Input rows:
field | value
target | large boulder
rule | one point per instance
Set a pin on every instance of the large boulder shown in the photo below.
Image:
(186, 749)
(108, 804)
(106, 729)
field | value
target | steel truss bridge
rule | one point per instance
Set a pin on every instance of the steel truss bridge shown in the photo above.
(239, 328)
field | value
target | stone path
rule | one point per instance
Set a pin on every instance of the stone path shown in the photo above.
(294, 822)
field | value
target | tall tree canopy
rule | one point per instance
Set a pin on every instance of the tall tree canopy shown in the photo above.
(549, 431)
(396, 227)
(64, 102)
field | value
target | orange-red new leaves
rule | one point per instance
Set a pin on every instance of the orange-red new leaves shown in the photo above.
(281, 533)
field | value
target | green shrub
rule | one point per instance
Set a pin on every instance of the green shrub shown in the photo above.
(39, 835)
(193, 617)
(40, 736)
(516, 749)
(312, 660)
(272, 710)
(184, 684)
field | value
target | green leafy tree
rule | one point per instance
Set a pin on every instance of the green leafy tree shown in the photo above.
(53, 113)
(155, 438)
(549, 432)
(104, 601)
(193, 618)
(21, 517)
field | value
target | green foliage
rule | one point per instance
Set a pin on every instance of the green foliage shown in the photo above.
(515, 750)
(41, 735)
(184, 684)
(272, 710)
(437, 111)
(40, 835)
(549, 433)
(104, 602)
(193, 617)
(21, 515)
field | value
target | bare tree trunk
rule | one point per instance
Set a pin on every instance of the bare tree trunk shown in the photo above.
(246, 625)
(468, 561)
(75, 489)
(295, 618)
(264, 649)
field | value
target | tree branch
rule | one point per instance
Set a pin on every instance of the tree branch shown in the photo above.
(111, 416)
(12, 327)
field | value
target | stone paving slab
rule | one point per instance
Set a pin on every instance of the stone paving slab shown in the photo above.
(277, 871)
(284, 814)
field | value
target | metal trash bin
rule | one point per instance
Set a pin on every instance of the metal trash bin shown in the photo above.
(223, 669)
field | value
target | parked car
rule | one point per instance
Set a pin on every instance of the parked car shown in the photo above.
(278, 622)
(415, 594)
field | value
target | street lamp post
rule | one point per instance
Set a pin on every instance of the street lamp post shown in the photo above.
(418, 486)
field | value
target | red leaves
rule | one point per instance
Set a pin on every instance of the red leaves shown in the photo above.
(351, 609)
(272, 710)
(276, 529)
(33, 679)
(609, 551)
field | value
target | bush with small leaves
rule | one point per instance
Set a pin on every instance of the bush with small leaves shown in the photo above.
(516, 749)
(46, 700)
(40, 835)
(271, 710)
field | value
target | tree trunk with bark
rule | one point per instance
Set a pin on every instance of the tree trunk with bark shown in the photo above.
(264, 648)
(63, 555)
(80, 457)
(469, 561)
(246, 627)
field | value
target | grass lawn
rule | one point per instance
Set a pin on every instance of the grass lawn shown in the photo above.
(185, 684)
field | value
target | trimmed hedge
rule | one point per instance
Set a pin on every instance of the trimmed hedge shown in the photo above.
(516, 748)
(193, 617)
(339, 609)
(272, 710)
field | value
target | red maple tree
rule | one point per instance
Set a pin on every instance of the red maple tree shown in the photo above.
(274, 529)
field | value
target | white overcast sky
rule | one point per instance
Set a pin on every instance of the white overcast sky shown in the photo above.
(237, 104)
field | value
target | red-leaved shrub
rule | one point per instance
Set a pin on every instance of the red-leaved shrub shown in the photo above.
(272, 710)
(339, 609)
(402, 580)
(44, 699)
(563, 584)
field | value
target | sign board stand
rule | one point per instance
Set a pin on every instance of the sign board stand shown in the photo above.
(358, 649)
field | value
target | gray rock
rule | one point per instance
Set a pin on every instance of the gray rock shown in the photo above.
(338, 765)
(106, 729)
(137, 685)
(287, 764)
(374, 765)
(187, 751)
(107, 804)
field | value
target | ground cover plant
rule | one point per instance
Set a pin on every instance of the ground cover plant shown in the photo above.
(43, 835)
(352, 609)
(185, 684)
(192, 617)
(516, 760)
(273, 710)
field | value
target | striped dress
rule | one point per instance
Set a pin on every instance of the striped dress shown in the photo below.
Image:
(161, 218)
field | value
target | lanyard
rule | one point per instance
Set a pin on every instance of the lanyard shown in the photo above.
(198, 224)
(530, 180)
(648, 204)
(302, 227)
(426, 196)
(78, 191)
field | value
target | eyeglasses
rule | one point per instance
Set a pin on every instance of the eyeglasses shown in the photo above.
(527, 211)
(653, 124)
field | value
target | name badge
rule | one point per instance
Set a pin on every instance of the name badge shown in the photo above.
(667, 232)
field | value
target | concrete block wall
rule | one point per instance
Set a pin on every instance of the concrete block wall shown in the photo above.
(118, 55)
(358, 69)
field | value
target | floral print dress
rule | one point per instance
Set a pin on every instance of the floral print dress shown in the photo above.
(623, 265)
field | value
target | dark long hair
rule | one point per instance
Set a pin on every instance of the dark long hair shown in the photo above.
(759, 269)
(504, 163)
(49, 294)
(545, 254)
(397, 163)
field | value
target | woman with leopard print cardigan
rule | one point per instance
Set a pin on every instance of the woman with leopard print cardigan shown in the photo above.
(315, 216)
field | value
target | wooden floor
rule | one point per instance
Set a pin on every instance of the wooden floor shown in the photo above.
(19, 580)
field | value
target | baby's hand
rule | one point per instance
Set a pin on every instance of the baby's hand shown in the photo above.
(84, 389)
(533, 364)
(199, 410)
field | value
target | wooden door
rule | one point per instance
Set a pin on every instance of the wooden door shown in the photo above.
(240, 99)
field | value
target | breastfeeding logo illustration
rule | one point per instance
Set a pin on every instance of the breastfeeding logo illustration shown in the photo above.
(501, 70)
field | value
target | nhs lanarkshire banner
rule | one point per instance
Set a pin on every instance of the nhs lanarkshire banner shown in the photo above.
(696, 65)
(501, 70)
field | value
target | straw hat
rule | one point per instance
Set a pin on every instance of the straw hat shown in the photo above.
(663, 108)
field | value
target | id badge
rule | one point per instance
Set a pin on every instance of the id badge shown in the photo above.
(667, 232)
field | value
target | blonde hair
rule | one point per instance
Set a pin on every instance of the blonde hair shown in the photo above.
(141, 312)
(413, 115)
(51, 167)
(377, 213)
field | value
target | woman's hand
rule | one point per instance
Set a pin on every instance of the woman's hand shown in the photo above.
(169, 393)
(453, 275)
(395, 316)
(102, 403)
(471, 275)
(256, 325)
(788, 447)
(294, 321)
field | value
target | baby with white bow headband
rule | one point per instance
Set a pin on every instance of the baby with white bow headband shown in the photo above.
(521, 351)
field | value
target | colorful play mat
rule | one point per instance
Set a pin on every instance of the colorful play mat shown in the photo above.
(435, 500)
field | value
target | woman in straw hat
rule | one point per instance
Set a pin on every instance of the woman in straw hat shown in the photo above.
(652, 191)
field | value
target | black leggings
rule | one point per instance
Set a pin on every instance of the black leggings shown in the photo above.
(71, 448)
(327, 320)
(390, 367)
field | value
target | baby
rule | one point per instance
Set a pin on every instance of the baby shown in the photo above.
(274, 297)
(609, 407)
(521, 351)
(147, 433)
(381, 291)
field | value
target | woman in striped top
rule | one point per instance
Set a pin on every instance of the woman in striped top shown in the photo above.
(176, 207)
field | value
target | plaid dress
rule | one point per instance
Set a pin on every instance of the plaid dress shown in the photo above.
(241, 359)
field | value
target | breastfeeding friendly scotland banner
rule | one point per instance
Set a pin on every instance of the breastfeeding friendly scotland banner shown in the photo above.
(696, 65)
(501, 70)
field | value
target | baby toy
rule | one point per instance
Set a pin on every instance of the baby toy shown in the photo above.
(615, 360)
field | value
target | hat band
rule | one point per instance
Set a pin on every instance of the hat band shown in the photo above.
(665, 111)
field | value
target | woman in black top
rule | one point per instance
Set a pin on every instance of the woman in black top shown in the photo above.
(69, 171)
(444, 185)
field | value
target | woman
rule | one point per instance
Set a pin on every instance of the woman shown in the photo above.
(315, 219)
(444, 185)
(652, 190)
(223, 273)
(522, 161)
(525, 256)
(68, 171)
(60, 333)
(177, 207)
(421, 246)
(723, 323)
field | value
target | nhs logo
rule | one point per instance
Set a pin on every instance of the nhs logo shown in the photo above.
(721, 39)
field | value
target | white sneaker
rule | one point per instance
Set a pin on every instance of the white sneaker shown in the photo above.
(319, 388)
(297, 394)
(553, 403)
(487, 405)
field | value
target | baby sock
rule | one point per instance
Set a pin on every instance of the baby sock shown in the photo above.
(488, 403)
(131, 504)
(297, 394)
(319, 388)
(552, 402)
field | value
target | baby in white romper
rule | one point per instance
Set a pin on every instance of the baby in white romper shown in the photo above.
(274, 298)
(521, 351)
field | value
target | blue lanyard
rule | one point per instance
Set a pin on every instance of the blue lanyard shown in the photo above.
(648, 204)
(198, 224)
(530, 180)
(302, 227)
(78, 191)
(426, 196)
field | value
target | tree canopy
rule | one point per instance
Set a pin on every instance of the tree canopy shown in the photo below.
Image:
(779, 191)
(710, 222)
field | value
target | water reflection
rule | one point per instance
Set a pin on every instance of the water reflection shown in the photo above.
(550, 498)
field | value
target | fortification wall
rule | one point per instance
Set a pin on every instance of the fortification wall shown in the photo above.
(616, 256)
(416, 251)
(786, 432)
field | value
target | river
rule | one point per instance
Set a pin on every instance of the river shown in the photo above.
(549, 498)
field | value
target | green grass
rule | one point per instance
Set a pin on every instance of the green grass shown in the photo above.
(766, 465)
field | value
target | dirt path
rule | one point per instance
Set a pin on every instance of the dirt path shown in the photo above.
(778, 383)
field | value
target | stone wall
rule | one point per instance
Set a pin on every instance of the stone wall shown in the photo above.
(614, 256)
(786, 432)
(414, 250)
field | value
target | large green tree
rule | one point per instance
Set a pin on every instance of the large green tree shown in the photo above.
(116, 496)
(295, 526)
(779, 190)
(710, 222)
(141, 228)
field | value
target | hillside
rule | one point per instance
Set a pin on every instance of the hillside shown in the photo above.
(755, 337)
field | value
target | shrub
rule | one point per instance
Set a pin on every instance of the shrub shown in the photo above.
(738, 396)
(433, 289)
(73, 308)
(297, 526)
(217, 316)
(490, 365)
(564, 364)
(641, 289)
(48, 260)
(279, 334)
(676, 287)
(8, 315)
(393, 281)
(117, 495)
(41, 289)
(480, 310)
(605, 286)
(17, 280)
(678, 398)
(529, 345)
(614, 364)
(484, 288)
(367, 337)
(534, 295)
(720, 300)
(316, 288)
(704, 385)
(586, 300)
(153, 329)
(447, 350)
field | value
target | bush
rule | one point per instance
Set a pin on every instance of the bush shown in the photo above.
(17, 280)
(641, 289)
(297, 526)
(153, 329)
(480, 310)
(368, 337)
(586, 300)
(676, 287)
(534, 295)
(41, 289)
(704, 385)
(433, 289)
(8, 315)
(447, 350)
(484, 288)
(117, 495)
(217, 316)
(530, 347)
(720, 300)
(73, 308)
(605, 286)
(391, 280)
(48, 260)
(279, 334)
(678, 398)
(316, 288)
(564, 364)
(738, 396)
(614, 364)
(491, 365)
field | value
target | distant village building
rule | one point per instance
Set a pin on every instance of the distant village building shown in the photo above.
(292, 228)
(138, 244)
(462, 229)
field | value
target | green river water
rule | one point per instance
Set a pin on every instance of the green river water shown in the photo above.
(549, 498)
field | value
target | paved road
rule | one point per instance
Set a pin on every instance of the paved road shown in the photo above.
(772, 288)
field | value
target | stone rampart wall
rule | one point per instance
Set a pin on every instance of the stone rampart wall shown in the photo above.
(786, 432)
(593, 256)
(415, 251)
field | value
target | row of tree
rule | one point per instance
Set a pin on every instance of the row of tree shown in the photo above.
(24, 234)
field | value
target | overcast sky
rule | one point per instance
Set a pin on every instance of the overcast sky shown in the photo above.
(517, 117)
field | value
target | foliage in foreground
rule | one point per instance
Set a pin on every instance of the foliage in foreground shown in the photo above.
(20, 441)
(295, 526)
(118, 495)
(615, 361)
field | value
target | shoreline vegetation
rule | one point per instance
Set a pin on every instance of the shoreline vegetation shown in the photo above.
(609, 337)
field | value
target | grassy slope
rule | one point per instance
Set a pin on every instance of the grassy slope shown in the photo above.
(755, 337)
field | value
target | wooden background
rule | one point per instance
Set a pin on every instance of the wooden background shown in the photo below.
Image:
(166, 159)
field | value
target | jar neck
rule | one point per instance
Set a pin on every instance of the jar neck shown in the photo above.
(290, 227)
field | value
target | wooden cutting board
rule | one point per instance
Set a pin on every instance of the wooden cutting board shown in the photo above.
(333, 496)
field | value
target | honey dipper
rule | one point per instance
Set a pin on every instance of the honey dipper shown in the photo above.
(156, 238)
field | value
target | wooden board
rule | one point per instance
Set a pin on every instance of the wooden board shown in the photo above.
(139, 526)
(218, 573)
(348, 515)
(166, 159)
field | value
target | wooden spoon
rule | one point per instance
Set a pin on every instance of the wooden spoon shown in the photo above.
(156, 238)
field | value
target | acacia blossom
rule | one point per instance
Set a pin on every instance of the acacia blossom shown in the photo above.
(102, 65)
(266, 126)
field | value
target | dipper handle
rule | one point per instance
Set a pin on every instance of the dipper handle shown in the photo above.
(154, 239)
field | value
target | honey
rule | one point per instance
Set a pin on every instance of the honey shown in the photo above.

What the task requires:
Pull out every line in the listing above that contains the word "small".

In response:
target | bush with small leaves
Set a pin on every instance of the bush with small leaves shown in the photo above.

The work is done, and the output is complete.